* **所示文本**
中西部疾控人才荒:贵州一年流失了7个博士
本报记者 伍月明 广州报道
近日,“复旦博士年收入仅8.2万”刷屏网络,将中西部疾控人的艰难处境暴露无遗。
连续3年就“稳定疾控人才队伍”提建议的全国人大代表、贵州省疾控中心健康教育所副所长何琳对外表示:“我们2018年流失的一个博士,上海复旦大学流行病学与统计学毕业。作为40岁的副主任医师,2017年全年到手的收入只有8.2万元。”
5月27日,何琳在接受《中国经营报》记者采访时讲述了背后的故事:“我之所以提到复旦的博士,是因为觉得可惜。他学的专业是流行病学和统计学,新冠肺炎疫情防控等工作都非常需要这个专业的人才。”
事实上,从2016年开始,从中国疾控中心到各地疾控部门,人才都在流失,流出去向主要是医药相关企业、医院、高校等单位。全国广大医护人员奋战疫情一线的同时,公共卫生与预防专业人才的严重缺乏逐渐成为公共卫生防控事业中的短板。
在外界看来,疾控体制已经到了必须改革的阶段。
博士“出走”
近年来,我国中西部疾控系统队伍人才流失现象十分突出。
实际上,除了外界所知晓的复旦博士以外,2018年,贵州疾控中心流失了7个博士。“复旦博士当年的工资是最高的,当时他交了50万元违约金离开了我们疾控中心。让我感动的是,出于家乡情结,在这次新冠肺炎疫情中,这位复旦博士还利用专业技术为贵州的疫情走势建模预测,为防控研判提供了数据支持。”何琳透露。

* **练习说明**
请用两句话概括上面这篇关于中西部疾控人才流失的报道。

[指称表达指点数据]
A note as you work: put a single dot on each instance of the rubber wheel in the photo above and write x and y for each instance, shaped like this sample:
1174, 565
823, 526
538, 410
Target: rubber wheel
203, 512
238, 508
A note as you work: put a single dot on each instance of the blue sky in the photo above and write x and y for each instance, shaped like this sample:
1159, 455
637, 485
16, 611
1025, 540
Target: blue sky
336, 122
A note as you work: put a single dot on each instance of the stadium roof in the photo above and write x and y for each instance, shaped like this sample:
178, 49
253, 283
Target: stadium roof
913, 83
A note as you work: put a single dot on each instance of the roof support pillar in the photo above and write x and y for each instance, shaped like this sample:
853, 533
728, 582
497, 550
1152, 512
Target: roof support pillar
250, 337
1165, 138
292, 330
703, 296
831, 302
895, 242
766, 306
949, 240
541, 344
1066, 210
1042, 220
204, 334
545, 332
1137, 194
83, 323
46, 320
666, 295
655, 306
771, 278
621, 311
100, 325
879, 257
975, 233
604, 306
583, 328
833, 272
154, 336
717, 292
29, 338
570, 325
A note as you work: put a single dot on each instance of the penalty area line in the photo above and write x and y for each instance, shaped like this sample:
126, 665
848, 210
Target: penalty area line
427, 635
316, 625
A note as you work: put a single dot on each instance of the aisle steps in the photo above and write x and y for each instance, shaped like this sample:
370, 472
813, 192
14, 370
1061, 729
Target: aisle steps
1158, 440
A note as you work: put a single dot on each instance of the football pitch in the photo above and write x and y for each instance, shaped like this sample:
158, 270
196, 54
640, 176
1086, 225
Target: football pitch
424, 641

* **你的回答**
2018年贵州省疾控中心流失了7个博士，其中一位复旦大学流行病学与统计学专业毕业的博士是40岁的副主任医师，2017年全年到手收入只有8.2万元。从2016年开始，中国疾控中心和各地疾控部门的人才都在流失，主要流向医药相关企业、医院和高校，公共卫生与预防专业人才的严重缺乏逐渐成为公共卫生防控事业中的短板。